> _Provided data_:
━━━━━━
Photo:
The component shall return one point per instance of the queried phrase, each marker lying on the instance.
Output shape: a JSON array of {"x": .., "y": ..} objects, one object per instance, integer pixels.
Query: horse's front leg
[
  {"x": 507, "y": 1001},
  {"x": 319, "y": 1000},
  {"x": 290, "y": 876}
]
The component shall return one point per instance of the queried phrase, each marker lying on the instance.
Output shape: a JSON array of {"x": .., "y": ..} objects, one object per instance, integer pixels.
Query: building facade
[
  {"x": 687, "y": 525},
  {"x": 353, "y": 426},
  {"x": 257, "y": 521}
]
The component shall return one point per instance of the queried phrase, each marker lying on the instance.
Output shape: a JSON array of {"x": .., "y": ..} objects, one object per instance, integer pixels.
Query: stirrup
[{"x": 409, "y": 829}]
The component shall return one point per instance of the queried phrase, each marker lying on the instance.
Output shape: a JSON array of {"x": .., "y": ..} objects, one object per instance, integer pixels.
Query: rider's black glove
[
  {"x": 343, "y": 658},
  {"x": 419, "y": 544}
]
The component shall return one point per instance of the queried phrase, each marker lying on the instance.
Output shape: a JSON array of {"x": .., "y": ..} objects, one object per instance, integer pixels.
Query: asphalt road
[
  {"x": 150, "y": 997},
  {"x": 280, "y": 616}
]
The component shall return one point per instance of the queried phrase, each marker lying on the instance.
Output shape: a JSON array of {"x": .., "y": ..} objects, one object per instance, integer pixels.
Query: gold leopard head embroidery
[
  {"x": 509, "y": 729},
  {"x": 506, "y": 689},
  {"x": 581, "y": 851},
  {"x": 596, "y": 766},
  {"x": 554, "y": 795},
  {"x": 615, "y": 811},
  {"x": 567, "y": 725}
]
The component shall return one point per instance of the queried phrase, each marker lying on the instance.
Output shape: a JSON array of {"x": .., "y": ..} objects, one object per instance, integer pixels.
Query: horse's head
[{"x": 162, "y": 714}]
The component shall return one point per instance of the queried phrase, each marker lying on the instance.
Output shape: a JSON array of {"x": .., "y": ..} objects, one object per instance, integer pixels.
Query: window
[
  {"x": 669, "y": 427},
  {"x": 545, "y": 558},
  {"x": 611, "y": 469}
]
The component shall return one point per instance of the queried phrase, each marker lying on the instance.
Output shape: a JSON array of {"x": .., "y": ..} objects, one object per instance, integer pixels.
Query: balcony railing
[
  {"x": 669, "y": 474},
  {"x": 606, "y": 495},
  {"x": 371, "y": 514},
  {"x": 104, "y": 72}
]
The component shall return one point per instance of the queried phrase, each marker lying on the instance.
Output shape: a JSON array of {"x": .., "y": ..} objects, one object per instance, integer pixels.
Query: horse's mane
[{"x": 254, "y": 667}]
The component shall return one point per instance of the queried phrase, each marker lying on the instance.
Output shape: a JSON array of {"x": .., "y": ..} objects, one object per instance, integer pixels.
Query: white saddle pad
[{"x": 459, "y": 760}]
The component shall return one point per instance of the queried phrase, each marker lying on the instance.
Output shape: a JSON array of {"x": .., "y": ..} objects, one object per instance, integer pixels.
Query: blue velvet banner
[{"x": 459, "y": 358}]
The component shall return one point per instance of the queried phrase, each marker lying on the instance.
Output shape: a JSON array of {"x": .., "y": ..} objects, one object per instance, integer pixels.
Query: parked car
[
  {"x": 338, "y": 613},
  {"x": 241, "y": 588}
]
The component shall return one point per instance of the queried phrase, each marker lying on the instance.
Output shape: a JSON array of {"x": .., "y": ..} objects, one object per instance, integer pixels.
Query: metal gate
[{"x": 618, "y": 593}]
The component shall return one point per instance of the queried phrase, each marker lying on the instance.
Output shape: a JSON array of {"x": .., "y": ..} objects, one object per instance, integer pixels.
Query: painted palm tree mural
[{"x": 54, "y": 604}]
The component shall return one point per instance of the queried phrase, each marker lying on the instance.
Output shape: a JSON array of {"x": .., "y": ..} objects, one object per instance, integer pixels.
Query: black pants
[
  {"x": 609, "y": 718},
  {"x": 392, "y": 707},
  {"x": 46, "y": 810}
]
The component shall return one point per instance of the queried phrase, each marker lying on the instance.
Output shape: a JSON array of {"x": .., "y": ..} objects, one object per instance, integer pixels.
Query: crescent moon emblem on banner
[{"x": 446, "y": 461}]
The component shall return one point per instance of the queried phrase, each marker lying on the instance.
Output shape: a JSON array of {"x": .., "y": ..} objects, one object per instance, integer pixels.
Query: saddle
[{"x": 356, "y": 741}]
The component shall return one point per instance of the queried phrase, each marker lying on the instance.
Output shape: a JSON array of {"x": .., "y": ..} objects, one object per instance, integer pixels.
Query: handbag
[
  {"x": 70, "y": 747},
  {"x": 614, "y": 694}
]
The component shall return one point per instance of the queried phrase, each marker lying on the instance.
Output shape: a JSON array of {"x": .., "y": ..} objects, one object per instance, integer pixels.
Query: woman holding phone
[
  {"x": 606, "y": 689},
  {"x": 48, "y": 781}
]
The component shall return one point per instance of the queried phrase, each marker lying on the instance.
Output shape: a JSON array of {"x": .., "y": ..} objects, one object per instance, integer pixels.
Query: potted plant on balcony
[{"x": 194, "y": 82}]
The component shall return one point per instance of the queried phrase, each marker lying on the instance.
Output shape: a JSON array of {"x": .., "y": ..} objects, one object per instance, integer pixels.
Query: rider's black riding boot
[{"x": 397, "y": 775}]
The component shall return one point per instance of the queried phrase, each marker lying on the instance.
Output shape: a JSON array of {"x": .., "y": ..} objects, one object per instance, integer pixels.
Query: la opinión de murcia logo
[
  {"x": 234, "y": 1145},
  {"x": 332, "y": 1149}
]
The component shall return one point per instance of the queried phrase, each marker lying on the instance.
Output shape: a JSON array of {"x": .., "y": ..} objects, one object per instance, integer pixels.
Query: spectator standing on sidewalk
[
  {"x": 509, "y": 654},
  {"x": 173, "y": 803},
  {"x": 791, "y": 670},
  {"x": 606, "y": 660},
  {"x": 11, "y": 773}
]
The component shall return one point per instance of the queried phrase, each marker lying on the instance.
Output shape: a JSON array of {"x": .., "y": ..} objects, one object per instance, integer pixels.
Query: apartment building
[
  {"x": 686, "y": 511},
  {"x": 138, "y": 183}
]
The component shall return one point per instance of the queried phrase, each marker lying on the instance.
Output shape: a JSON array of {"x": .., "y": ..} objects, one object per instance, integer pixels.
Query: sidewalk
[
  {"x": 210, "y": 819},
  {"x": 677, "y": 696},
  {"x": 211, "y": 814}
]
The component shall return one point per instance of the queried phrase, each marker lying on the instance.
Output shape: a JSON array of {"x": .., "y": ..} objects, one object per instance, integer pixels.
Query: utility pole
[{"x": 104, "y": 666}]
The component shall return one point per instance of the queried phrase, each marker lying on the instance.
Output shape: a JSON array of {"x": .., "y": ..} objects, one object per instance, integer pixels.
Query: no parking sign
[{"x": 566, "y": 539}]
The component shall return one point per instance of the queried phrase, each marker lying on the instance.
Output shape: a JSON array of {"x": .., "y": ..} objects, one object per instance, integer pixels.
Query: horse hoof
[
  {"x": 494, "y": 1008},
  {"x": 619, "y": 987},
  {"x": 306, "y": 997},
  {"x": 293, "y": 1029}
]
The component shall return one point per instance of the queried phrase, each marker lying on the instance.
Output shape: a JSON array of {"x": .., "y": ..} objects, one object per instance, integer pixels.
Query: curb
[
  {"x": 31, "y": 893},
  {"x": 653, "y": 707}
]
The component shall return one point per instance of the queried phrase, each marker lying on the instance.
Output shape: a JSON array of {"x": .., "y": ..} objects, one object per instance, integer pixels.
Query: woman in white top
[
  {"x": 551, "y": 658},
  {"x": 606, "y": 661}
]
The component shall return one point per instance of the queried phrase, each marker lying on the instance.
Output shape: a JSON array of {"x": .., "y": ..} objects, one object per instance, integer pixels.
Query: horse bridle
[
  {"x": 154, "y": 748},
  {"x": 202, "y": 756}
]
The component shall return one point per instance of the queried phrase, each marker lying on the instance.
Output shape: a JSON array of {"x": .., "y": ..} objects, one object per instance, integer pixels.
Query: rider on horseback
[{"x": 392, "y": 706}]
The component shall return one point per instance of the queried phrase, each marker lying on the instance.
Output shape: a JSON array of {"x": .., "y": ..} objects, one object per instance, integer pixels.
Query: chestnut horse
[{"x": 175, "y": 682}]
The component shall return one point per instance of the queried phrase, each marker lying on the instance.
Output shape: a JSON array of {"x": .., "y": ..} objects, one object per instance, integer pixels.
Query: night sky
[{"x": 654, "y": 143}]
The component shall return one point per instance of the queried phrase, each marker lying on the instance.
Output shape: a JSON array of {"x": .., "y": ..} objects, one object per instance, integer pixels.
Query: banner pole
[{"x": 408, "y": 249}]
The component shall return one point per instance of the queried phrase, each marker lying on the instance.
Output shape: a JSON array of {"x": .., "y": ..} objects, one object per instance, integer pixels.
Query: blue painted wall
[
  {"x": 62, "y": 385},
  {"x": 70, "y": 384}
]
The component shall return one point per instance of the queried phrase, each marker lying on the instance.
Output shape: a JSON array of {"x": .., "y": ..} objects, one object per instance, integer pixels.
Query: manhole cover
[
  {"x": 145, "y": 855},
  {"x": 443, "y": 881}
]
━━━━━━
Count the lines above that contain the word "woman", treating case as significant, and give only the number.

> _Task output_:
2